Request
State how many lines of the records below contain the string "window". Give only the number.

Photo object-pointing records
************

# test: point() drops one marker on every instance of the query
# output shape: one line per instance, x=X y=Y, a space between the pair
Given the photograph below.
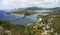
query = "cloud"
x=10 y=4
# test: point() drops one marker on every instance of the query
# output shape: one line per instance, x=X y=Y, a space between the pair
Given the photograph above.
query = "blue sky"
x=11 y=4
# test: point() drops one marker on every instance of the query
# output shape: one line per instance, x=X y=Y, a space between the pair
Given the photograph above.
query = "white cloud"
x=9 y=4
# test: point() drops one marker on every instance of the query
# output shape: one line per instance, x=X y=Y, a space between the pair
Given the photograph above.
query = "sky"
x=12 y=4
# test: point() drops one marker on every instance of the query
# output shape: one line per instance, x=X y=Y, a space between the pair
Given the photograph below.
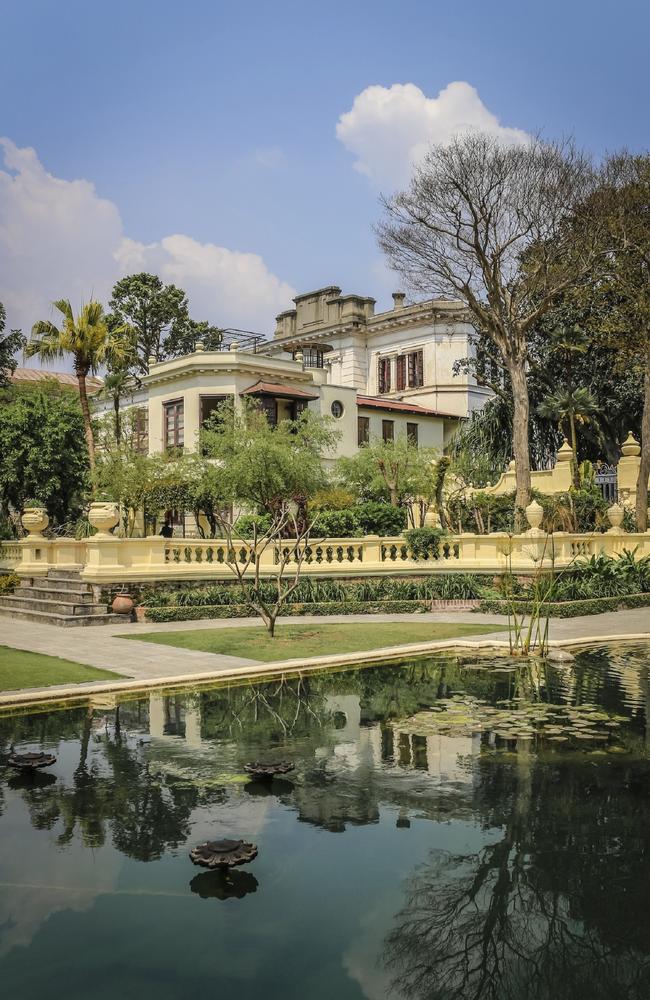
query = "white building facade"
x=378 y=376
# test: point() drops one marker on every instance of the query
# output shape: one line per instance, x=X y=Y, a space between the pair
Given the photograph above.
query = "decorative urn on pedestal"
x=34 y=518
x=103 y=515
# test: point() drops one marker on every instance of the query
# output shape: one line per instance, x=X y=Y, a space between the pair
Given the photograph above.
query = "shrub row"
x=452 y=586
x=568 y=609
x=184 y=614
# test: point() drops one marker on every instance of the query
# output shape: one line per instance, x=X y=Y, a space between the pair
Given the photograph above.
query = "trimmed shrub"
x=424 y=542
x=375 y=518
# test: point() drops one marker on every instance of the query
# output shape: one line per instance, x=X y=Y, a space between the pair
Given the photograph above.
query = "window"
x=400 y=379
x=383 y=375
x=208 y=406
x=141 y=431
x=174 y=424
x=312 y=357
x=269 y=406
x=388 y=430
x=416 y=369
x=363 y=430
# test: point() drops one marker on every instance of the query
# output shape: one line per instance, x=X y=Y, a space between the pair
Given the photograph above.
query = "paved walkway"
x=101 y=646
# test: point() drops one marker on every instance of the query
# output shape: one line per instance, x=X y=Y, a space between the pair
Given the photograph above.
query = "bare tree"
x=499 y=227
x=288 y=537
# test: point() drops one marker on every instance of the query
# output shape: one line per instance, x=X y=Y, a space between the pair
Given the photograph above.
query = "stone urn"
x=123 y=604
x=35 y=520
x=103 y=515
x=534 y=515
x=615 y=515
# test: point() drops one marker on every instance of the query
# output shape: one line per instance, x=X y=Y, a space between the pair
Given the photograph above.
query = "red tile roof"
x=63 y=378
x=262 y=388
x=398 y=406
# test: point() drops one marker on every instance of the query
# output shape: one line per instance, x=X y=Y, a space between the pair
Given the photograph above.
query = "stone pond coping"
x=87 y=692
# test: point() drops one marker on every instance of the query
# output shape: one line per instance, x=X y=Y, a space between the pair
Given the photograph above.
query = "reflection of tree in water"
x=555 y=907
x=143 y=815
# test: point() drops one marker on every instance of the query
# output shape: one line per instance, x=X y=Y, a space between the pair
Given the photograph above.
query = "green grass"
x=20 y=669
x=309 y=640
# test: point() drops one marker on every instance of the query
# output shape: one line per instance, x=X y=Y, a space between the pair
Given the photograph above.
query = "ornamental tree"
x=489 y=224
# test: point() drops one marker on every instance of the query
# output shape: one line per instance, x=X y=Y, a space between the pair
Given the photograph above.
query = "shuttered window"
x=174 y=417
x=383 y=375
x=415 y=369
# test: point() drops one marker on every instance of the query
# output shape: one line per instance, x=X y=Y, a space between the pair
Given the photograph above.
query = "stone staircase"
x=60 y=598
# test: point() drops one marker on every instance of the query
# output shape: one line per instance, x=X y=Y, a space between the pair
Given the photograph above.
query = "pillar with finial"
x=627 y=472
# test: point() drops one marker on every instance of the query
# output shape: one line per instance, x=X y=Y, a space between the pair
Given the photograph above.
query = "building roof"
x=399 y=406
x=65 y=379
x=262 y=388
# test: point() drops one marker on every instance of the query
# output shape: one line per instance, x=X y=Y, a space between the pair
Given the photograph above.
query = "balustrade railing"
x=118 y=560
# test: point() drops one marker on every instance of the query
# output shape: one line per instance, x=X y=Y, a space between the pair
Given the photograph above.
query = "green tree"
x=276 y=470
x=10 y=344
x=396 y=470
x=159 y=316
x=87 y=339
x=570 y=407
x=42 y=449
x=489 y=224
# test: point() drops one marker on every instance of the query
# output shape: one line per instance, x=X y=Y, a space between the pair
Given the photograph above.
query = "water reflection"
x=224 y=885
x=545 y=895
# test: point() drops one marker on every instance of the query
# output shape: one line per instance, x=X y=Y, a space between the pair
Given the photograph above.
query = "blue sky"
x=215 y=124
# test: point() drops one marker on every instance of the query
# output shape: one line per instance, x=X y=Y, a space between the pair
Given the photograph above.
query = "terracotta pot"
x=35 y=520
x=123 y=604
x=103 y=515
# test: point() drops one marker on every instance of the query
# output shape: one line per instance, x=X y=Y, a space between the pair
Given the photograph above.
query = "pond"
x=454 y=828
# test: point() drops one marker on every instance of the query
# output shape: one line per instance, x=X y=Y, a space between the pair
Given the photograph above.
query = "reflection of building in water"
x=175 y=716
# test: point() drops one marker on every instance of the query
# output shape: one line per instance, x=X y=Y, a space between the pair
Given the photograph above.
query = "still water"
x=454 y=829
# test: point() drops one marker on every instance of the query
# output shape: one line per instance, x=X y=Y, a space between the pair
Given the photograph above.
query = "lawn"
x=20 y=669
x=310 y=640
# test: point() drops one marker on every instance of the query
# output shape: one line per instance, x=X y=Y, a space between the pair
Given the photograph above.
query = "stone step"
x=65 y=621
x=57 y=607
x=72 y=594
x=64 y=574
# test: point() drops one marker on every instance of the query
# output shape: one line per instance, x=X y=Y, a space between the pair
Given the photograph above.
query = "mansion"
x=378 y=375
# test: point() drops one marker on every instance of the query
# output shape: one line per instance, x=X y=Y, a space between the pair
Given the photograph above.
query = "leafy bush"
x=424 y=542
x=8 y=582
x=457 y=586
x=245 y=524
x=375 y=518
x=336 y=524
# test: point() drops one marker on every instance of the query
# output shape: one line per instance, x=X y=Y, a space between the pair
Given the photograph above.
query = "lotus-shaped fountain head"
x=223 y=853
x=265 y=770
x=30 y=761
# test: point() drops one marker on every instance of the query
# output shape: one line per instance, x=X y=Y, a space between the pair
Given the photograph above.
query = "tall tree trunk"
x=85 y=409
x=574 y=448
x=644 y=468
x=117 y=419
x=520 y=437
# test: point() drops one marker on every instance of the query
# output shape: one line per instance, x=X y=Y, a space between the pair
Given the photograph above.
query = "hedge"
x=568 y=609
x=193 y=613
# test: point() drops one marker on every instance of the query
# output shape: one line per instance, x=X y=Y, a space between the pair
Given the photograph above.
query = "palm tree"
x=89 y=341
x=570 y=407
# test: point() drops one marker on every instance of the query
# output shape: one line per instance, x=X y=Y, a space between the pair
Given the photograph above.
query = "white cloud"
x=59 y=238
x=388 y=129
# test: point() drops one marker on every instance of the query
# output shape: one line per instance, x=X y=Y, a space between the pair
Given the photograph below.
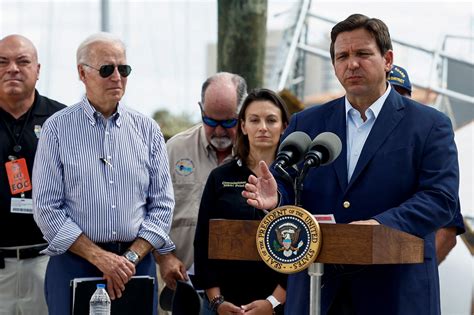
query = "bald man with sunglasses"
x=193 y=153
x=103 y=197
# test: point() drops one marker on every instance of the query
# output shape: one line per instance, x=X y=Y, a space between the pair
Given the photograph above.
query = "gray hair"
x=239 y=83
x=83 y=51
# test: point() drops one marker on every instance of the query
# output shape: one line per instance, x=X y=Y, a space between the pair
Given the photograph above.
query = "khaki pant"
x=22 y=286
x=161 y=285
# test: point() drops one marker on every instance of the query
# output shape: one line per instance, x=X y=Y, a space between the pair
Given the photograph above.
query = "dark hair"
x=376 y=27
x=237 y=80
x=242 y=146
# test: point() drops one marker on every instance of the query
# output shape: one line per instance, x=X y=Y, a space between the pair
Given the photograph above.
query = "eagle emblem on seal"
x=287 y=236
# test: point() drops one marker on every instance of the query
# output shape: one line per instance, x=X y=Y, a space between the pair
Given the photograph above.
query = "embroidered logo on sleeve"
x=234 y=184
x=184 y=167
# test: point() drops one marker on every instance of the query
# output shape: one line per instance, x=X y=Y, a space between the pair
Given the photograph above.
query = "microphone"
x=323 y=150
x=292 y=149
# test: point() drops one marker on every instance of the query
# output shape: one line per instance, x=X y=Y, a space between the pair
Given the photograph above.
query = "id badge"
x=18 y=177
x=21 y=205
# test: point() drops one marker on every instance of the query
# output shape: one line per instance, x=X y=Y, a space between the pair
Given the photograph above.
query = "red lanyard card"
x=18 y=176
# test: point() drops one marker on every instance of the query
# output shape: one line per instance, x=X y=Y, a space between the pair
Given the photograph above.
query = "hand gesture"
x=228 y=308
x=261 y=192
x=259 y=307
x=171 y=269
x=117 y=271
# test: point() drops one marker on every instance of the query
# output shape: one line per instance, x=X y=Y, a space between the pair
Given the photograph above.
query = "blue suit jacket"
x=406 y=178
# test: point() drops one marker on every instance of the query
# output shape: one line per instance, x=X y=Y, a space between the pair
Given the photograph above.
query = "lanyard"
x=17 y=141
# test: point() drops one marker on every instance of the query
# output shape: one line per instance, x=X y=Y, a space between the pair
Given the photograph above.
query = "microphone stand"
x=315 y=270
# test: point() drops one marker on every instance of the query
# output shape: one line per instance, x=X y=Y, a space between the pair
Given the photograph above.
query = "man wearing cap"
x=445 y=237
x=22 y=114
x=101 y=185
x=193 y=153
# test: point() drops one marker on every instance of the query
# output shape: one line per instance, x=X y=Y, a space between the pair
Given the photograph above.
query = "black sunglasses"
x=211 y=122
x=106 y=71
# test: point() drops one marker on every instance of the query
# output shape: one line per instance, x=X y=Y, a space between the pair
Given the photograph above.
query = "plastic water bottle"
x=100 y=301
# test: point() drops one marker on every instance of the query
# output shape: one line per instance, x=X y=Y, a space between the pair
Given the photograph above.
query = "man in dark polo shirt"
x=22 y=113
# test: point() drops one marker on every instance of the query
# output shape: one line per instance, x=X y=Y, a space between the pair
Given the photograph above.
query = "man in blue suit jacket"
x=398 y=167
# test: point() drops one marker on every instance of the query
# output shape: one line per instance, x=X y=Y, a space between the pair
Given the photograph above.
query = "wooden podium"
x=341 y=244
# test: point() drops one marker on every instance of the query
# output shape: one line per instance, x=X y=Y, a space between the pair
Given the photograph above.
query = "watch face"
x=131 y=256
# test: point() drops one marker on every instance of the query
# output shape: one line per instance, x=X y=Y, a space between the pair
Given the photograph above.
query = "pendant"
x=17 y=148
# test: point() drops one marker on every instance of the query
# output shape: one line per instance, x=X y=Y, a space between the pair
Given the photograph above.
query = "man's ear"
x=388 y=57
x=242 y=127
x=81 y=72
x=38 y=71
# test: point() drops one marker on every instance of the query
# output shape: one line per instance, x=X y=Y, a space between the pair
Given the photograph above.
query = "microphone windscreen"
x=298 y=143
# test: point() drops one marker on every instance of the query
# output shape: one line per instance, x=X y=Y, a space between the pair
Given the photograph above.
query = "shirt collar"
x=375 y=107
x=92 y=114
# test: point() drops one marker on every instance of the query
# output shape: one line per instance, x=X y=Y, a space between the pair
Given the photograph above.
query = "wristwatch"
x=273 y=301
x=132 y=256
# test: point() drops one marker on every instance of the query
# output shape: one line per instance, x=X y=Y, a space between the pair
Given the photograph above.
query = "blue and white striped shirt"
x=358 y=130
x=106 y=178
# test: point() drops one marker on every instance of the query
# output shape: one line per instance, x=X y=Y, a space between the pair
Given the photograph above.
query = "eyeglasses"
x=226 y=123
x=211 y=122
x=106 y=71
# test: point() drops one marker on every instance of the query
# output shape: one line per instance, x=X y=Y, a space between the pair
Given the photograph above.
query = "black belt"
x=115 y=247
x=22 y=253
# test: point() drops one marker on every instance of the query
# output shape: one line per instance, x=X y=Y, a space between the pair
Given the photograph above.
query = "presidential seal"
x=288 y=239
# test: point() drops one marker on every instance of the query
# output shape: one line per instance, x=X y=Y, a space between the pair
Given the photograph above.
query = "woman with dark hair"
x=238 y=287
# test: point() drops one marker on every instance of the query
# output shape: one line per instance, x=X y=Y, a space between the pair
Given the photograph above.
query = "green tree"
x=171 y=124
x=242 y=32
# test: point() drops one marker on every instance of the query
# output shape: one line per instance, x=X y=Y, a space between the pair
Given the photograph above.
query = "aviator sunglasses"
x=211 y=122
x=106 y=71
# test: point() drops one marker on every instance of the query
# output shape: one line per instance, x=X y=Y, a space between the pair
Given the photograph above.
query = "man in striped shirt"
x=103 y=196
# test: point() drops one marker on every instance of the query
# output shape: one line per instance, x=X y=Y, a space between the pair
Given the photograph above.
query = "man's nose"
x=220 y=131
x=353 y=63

************

Solution to this problem
2